> Record extracts
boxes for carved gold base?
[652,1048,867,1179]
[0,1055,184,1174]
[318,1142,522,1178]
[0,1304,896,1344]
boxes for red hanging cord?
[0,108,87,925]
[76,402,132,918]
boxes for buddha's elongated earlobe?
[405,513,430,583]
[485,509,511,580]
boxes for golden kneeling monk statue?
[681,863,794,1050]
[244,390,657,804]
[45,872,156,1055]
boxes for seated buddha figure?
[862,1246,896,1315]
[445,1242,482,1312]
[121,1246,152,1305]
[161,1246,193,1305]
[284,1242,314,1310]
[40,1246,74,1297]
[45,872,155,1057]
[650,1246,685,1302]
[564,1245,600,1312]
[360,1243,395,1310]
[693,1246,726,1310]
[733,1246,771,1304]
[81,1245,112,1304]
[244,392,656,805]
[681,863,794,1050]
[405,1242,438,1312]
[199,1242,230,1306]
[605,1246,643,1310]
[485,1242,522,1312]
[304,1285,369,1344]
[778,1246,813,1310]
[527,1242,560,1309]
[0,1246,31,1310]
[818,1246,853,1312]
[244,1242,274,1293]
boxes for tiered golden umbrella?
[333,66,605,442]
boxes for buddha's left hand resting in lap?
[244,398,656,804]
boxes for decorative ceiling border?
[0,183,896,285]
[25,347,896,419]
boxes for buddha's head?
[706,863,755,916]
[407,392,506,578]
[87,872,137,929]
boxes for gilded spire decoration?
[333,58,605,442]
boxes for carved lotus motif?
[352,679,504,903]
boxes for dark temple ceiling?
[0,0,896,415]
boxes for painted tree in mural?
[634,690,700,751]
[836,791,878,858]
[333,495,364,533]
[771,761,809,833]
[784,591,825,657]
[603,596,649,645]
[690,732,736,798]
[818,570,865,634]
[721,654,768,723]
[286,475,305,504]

> Task to carry out
Rewrite all of the material above with "carved" replaced by "sculpted" wherever it occurs. Keep everything else unchanged.

> Output of the task
boxes for sculpted gold base?
[652,1048,867,1179]
[0,1055,184,1174]
[318,1142,522,1178]
[0,1304,896,1344]
boxes for red hanging cord?
[0,108,87,925]
[76,402,132,918]
boxes for buddha's elongated earlobe?
[405,513,430,583]
[485,509,511,580]
boxes for golden kneeling monk statue?
[681,863,794,1050]
[244,390,657,804]
[45,872,156,1055]
boxes for seated buddha figure?
[862,1246,896,1315]
[445,1242,482,1312]
[121,1246,152,1305]
[161,1246,193,1305]
[284,1242,314,1310]
[40,1246,74,1297]
[45,872,155,1057]
[650,1246,685,1302]
[564,1245,600,1312]
[360,1243,395,1310]
[693,1246,726,1310]
[733,1246,771,1304]
[81,1245,112,1304]
[244,392,656,805]
[681,863,794,1050]
[405,1242,438,1312]
[199,1242,230,1306]
[605,1246,643,1310]
[485,1242,522,1312]
[304,1285,369,1344]
[778,1246,813,1310]
[527,1242,560,1309]
[0,1246,31,1310]
[818,1246,853,1312]
[244,1242,274,1293]
boxes for tiered golden umbrella?
[333,66,605,442]
boxes for buddha's left hand resting in lap?
[244,398,656,804]
boxes for decorative ceiling border?
[0,183,896,285]
[25,347,896,419]
boxes for buddha's head?
[706,863,755,916]
[407,392,506,578]
[87,872,137,929]
boxes for gilded spire decoration?
[333,58,605,442]
boxes for sculpted lotus motif?
[352,679,504,903]
boxes for dark temple ceiling?
[0,0,896,415]
boxes for painted tree in mural?
[634,690,700,751]
[836,791,878,858]
[333,495,364,533]
[771,761,809,833]
[784,591,825,657]
[603,596,649,645]
[690,732,736,798]
[818,570,865,634]
[721,654,768,723]
[286,475,305,504]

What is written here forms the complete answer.